Supplied text
——

Project Description
He experienced ill health in Canada and returned to England in 1900 later serving in France during WWI. Fred reminisces about his happy childhood with his brother Bill, violin lessons and family cycling holidays in neighbouring counties before the family migrated to Western Australia in 1920, on the Osterley.
His father took up land under the Settlement Scheme for Returned Soldiers at Marybrook Estate, Location 1413. With the willing assistance from neighbours a shack was hastily erected within four days. They lived there for 15 months until their new house was completed. Three acres of land was cleared for potato cultivation which became the family’s main agricultural enterprise. Their preferred potato variety was Delaware. They erected a small dairy for milking eight cows. The cream and milk was sent to Busselton. To expand potato production, the family bought more land in Marybrook, ideally suited to potato cultivation.

——

[Stored data entries]
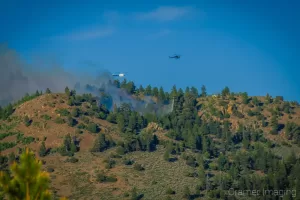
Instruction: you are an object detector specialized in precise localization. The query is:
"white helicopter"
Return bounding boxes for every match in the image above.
[112,73,125,77]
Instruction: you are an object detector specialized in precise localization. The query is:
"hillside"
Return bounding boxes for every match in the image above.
[0,80,300,199]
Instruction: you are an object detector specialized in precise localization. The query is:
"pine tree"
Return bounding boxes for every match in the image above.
[164,149,170,161]
[65,87,71,97]
[39,141,47,157]
[0,148,65,200]
[46,88,51,94]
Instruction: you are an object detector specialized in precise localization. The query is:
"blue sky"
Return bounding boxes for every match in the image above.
[0,0,300,101]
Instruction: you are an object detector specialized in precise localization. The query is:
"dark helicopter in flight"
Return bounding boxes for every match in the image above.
[169,54,180,59]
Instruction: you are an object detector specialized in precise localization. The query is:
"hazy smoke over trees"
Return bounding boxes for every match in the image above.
[0,44,172,113]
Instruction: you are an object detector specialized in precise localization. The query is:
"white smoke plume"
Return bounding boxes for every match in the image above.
[0,44,173,114]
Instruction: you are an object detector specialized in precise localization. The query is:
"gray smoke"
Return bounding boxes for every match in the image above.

——

Exercise details
Write the next part of the project description about Fred's family and their potato farm at Marybrook, picking up after its final sentence.

Response to this exercise
Fred gives a detailed account of early potato production; planting, harvesting, labour, storage, irrigation, fertilisation, pest and disease management as well as potato gluts and price fluctuations. The Marybrook Potato Growers’ Association was established in January 1930 during a severe glut. Fred’s father died in 1935, leaving Fred and Bill to run the farm. Fred married Evelyn Rowena Marsh in 1942. They had two children, Beresford and Jocelyn.
The property was subdivided between Bill and Fred who built a new home for his family. A talented musician, Fred played the violin in a five-piece music group – the Savoy Orchestra – which performed at concerts, balls and various social functions in the district for 20 years. Fred talks of witnessing enormous technological changes over his working life, from horse-drawn crude agricultural implements to bulldozers and mechanical harvesters. Overall he led a happy and independent life with his wife and two children in Marybrook.